• **YOUR OBJECTIVE**
Please copy the material below verbatim, starting at the line containing "ground in the histology slide image provided." and ending with the line containing "[0,141,599,399]", including both of those lines.

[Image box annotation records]
──────────────────────────────
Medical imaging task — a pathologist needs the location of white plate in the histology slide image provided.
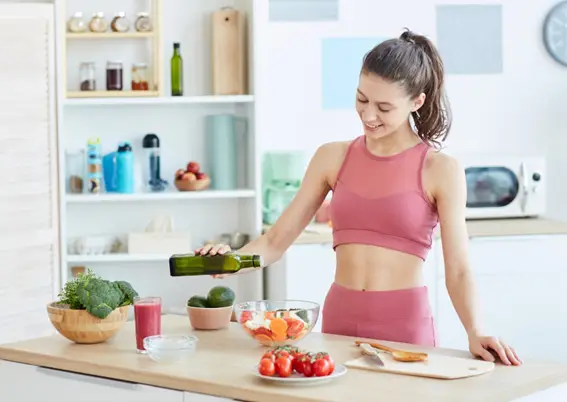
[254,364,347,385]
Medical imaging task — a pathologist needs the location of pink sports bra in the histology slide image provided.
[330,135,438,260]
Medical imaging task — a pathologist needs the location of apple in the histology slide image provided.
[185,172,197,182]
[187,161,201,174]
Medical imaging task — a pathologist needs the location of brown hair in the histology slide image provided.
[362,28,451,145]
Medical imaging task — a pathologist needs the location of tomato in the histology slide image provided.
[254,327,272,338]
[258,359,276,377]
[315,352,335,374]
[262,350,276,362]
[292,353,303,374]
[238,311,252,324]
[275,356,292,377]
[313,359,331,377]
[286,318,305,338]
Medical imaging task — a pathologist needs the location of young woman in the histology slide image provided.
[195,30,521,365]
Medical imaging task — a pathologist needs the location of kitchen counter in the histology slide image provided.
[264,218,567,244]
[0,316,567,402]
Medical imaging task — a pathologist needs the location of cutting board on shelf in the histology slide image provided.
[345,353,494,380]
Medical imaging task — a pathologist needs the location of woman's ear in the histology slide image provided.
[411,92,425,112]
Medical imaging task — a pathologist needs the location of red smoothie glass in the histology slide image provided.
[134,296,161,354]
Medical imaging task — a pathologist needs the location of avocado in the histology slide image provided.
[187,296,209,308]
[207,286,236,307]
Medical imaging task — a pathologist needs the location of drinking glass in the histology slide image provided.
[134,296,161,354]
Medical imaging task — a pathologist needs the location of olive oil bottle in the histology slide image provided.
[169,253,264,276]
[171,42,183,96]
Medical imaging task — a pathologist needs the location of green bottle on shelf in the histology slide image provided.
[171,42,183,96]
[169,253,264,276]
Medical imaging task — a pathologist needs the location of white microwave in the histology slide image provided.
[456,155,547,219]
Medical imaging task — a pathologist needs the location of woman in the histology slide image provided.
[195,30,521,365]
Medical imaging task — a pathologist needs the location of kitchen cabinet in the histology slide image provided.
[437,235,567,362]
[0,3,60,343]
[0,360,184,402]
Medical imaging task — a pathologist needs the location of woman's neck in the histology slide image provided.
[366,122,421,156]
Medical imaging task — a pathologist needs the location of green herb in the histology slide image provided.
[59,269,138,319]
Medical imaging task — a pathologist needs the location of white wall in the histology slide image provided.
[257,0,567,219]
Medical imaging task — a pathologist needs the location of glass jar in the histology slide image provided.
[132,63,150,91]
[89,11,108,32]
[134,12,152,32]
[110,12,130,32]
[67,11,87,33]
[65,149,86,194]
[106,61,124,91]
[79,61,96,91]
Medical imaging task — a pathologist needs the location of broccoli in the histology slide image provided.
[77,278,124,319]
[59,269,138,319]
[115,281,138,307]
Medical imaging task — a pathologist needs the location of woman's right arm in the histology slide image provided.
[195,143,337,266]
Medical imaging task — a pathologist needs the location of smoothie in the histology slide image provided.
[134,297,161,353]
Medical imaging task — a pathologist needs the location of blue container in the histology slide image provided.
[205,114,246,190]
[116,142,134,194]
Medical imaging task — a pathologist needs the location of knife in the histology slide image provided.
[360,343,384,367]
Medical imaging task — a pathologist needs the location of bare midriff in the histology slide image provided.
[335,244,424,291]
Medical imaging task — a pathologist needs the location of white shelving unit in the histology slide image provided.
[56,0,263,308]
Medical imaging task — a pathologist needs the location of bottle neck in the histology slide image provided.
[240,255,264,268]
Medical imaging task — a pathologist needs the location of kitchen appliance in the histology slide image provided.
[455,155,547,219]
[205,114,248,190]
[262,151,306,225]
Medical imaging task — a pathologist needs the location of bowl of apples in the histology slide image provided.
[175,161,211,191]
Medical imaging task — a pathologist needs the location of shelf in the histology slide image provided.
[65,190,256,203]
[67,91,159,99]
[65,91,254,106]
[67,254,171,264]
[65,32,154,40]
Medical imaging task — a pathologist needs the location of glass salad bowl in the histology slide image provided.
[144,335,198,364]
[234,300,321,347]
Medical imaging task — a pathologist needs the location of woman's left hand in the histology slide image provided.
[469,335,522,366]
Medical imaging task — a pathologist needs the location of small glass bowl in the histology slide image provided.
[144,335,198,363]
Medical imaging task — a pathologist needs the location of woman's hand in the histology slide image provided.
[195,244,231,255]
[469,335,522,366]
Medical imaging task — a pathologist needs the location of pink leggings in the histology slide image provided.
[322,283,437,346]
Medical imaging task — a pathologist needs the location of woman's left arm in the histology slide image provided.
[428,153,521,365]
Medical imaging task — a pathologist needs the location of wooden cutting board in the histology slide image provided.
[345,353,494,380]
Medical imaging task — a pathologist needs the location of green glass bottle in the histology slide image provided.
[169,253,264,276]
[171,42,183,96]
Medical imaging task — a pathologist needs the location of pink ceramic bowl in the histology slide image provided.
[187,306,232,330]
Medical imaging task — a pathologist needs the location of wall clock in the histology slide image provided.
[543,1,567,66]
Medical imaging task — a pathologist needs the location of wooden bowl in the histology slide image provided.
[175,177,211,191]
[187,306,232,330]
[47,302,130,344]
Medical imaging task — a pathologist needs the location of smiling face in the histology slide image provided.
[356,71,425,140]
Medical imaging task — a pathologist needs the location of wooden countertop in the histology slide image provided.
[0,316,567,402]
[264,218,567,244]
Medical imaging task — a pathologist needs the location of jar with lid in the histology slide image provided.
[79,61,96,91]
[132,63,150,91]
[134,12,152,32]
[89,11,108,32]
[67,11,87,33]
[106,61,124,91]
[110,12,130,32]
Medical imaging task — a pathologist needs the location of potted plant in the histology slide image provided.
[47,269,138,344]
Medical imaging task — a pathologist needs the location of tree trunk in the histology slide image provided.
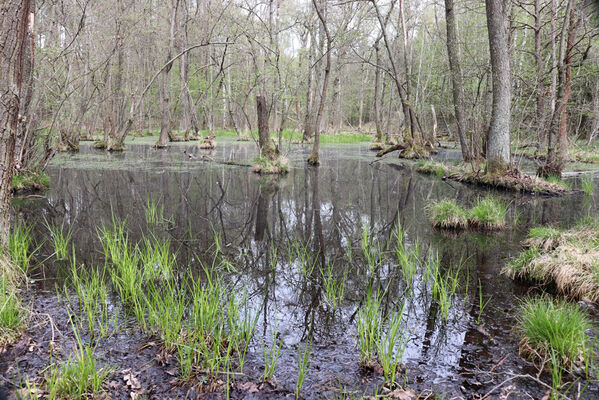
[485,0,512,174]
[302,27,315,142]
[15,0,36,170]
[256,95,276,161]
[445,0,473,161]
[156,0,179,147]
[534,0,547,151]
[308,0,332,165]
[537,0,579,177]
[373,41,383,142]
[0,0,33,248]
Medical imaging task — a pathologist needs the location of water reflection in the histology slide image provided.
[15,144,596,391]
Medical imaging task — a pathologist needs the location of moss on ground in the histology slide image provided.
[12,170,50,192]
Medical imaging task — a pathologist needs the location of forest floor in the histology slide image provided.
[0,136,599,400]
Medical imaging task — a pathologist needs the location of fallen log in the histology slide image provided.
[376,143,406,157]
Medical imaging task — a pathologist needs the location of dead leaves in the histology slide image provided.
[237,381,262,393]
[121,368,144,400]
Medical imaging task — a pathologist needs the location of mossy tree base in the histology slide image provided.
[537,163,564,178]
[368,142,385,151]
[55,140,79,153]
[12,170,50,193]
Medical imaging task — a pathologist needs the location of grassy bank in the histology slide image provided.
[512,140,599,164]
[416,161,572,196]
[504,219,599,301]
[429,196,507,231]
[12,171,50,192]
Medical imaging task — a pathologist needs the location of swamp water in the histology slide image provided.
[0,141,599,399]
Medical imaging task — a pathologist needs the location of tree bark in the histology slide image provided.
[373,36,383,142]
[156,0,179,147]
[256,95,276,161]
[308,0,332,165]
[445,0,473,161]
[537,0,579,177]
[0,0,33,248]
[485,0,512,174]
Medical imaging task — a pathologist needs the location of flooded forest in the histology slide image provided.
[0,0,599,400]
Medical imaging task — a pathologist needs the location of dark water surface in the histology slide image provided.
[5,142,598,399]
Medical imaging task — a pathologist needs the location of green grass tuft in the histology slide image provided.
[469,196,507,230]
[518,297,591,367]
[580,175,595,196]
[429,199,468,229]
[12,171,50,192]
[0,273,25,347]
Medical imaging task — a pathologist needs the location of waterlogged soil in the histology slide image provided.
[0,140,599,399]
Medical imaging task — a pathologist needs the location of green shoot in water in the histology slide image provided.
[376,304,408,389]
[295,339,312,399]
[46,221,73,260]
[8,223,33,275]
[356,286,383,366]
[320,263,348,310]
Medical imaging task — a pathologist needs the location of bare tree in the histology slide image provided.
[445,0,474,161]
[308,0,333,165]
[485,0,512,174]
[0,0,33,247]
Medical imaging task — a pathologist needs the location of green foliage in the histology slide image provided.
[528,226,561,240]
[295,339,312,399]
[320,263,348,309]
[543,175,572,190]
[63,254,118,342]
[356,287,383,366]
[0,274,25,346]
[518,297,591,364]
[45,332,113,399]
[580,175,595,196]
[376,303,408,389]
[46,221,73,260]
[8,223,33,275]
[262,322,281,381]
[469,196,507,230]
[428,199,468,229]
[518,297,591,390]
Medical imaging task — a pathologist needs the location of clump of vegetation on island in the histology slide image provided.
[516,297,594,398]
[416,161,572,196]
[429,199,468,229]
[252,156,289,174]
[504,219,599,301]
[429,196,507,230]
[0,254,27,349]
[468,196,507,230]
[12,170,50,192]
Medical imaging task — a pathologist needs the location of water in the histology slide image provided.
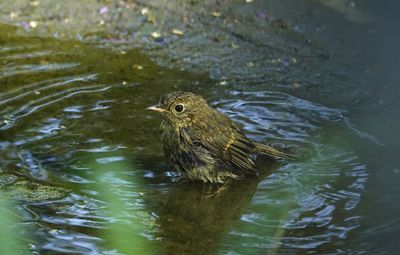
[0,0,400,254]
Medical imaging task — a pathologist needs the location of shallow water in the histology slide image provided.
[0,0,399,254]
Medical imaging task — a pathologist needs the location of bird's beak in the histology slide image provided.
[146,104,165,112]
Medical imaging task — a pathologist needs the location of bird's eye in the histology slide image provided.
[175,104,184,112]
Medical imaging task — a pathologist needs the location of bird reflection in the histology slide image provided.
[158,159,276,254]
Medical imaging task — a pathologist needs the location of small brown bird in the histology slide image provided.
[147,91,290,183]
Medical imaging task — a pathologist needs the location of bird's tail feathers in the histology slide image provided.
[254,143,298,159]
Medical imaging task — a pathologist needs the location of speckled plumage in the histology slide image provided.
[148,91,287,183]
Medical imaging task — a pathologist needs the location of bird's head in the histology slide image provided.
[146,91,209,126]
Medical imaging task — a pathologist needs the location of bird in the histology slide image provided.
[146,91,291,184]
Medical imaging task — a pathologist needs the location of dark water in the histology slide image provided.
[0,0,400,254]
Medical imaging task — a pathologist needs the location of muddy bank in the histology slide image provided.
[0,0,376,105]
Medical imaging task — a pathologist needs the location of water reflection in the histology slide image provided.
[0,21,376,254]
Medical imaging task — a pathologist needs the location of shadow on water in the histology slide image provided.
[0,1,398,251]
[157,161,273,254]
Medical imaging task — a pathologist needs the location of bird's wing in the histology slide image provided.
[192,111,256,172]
──────────────────────────────
• **EXPECTED ANSWER**
Medical imaging task — a pathologist needs the location of moss on ground in the histology slide image provided.
[12,170,50,192]
Medical imaging task — a pathologist needs the location of forest floor in the histology slide image provided.
[0,136,599,400]
Medical imaging task — a pathologist needs the location of fallen log in the histology slide image provided.
[376,143,406,157]
Medical imaging task — a pathologist needs the location of dead leaves in the histology slide image provided.
[237,381,262,393]
[121,368,144,400]
Medical imaging task — a pathologist needs the location of mossy tree base in the histology slide image provided.
[537,163,564,178]
[368,142,385,151]
[55,140,79,153]
[12,170,50,193]
Medical imaging task — a pathologist needs the location of grassy bank in the histology slide image provided.
[512,140,599,164]
[416,161,572,196]
[504,219,599,301]
[429,196,507,231]
[12,171,50,192]
Medical imaging task — a pathologist needs the location of swamp water in the histology slide image provided.
[0,141,599,399]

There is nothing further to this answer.